# Who's deep frying their bird this year?



## mudbug (Nov 15, 2011)

any tips for newbies?


----------



## powerplantop (Nov 15, 2011)

I like to use smaller turkeys 8 to 10 Lbs. 

But most important is the safety part, some good tips here. Safety tips for deep frying a turkey for Thanksgiving dinner | Kent Regional Fire Authority - Covington & Maple Valley Reporter


----------



## Linda123 (Nov 15, 2011)

We fry a 10-12 pound bird and I bake a breast. Be careful is the best advice!


----------



## mudbug (Nov 15, 2011)

thanks, you two.  I will check out that link,powerplanttop.


----------



## GB (Nov 15, 2011)

Two tips for you Mudbug. First, to figure out the correct amount of oil to use, put the turkey in the pot then cover with water. Then take the turkey out and mark the water level on the side of the pot. That way you will know exactly how much oil to pour in without risking using too much which could cause an overflow and a fire.

My next tip is based on my experience the first time we deep fried a turkey. The bird will cook super fast compared to doing it in the oven. Do not forget to take into account how long it will take the oil to come up to temp though. We had neglected to think about that and it took a lot longer for the oil to reach cooking temp than we though. We ate much later that night than usual.


----------



## Chef Munky (Nov 15, 2011)

Check, and then double check your home owners policy.
It might not cover turkey.


----------



## PrincessFiona60 (Nov 16, 2011)

Nice flat, stable, non-flammable surface outdoors.  No sense in setting the garage on fire.


----------



## pacanis (Nov 16, 2011)

Someone I know deep fried a turkey last year in one of those countertop deep fryers you see advertised on TV all the time now. He loved it. He said he'll never go back to cooking it in the oven. I imagine they are as safe as deep frying anything indoors.


----------



## mudbug (Nov 16, 2011)

thanks, everyone!  All tips duly noted.  Geebs, HH had already mentioned doing your tip about the water - good idea.


----------



## GB (Nov 16, 2011)

Oh and don't forget some good tunes to listen to while you are frying. Wait a sec, I forgot who I was talking to for a second


----------



## mudbug (Nov 16, 2011)

yeah, really, geebs......however, it will probably be only jazz or bluegrass.  Dad will be visiting.


----------



## GB (Nov 16, 2011)

Well it is good to see dad has good taste in music too!


----------



## PrincessFiona60 (Nov 17, 2011)

William Shatner Deep Fries A Turkey

Deep Fried Safety with William Shatner | Yahoo TV - Yahoo! TV


----------



## mudbug (Nov 17, 2011)

GB said:


> Well it is good to see dad has good taste in music too!


 
apparently it can be inherited in both directions - I turned him on to Doc Watson and he never looked back.


----------



## Sir_Loin_of_Beef (Nov 17, 2011)




----------



## CharlieD (Nov 17, 2011)

I actually bought one of those deep frying things last year, but when I was assembling the stove part something either broke off, or it was already broken off. Anyways, I took it back to Menard’s, or was it Home Depot, well with my luck they did not have any in stock, and I just never went back to replace. There went my attempt to deep fry turkey. Better luck next time. I hope.


----------

■ **Exercise**
Retype the part of the turkey-frying thread above between "Two tips for" and "home owners policy.", inclusive.

■ **Data provided**
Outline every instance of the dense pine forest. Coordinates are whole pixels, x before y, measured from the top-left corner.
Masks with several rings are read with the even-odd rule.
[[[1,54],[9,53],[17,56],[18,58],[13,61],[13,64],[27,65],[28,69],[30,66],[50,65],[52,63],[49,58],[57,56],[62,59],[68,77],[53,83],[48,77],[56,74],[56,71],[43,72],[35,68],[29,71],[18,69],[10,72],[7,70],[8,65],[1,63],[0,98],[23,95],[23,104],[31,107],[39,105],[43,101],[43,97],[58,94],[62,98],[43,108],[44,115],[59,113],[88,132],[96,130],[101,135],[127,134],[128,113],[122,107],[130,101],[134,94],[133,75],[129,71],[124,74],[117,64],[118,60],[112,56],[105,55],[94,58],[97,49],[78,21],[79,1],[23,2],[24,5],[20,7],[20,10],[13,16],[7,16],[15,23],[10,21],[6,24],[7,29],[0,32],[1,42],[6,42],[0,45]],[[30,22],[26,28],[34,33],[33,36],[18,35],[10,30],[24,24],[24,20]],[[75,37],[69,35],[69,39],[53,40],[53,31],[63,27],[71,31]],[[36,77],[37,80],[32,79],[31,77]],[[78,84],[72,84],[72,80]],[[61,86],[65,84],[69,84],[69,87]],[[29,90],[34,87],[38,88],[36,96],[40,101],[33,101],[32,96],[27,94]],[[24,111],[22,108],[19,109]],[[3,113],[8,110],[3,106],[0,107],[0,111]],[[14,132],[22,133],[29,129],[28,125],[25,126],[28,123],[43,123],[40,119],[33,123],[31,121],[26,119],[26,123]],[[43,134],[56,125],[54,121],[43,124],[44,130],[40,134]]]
==
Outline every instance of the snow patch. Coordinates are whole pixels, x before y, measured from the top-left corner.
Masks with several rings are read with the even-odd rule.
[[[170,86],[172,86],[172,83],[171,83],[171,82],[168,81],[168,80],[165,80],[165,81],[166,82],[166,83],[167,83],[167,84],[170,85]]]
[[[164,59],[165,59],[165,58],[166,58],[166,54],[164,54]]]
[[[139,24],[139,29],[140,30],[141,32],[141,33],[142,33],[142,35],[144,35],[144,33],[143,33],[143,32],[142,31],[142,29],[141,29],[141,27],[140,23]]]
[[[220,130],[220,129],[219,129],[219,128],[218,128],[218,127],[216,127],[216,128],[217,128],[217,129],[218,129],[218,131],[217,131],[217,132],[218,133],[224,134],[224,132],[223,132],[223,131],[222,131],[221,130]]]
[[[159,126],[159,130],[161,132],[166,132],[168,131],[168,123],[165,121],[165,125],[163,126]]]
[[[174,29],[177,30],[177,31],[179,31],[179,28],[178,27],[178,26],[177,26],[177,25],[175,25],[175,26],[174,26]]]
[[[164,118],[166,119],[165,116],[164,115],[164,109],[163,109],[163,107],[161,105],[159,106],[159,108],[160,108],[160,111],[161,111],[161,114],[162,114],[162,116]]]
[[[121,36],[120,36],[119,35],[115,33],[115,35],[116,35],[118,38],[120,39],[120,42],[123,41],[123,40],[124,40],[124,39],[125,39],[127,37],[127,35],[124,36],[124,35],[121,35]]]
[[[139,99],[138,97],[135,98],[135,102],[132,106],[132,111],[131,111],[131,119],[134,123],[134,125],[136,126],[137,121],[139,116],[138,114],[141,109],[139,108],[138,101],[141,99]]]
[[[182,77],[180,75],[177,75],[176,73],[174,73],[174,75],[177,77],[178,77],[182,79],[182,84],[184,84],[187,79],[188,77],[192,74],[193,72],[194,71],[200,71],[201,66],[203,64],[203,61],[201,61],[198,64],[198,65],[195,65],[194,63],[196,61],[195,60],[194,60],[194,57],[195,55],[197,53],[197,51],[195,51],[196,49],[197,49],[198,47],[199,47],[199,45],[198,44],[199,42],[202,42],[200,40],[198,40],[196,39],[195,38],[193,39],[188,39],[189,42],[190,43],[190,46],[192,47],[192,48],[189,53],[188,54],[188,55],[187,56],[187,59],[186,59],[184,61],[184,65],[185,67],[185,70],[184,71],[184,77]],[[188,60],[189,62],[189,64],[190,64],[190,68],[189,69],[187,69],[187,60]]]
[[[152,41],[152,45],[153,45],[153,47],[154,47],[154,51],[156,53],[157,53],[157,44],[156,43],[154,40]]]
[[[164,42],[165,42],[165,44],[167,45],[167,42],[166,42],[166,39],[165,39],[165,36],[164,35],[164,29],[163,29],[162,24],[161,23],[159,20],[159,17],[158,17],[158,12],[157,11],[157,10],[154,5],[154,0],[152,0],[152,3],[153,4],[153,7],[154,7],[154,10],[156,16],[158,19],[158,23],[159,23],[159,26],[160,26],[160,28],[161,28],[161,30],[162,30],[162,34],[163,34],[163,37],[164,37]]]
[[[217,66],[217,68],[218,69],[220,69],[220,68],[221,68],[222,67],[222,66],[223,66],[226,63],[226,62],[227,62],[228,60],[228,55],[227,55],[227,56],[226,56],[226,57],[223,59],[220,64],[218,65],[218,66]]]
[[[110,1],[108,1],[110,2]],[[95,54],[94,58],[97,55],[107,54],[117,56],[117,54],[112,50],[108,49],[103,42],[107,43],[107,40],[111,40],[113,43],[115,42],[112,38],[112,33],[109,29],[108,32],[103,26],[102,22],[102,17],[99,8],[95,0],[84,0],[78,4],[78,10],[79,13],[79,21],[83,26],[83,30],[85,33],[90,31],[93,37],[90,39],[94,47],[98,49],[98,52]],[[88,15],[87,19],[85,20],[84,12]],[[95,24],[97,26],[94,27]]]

■ **Response**
Two tips for you Mudbug. First, to figure out the correct amount of oil to use, put the turkey in the pot then cover with water. Then take the turkey out and mark the water level on the side of the pot. That way you will know exactly how much oil to pour in without risking using too much which could cause an overflow and a fire.

My next tip is based on my experience the first time we deep fried a turkey. The bird will cook super fast compared to doing it in the oven. Do not forget to take into account how long it will take the oil to come up to temp though. We had neglected to think about that and it took a lot longer for the oil to reach cooking temp than we though. We ate much later that night than usual.


----------



## Chef Munky (Nov 15, 2011)

Check, and then double check your home owners policy.